[EXERCISE]:
Copy the entries below word for word. Start at the line that contains "target: **concrete floor**" and continue through the last line of the entries.

[DATA FOR THE TASK]:

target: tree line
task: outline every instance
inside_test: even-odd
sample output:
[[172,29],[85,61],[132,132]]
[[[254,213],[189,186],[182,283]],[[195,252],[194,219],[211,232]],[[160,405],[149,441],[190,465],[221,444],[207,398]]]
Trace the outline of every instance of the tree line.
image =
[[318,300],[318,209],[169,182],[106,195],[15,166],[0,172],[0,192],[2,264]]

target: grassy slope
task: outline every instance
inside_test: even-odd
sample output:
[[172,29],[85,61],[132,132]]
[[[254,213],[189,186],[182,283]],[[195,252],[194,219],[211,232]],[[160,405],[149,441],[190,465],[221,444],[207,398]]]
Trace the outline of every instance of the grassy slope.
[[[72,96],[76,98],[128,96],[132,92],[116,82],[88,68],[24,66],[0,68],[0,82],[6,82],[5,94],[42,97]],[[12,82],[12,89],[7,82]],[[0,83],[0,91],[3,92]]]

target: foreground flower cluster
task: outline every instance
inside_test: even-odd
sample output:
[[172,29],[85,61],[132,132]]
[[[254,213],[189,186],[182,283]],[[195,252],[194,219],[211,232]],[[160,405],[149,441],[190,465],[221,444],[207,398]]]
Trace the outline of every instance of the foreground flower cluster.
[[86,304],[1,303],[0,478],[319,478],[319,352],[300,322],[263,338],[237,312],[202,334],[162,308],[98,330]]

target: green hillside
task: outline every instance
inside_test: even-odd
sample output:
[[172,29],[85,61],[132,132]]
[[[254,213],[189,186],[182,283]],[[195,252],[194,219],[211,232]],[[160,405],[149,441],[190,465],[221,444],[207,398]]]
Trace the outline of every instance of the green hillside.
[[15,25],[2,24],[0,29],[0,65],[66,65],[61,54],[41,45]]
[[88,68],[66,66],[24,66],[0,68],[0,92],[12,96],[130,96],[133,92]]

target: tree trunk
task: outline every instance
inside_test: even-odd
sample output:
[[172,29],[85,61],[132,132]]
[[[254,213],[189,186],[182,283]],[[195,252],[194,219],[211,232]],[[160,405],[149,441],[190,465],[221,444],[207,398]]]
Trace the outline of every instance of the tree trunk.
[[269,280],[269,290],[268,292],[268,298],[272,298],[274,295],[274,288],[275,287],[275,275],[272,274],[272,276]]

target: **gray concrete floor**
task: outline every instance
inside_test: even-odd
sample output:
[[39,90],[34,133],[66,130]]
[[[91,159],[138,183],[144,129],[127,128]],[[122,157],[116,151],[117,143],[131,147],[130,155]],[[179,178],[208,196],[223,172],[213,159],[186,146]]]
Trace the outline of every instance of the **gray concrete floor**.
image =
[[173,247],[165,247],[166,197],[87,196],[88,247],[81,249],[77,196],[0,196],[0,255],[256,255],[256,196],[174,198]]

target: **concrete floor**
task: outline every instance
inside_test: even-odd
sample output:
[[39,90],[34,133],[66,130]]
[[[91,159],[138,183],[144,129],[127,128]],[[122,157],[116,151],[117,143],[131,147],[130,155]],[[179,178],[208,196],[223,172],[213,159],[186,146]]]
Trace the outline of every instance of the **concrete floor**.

[CORRECT RESULT]:
target: **concrete floor**
task: outline every instance
inside_test: even-odd
sample output:
[[39,90],[34,133],[66,130]]
[[[91,159],[138,183],[144,129],[127,128]],[[122,157],[116,151],[117,143],[131,147],[130,155]],[[179,178],[208,196],[223,172],[213,159],[186,146]]]
Trace the outline of every instance of the **concrete floor**.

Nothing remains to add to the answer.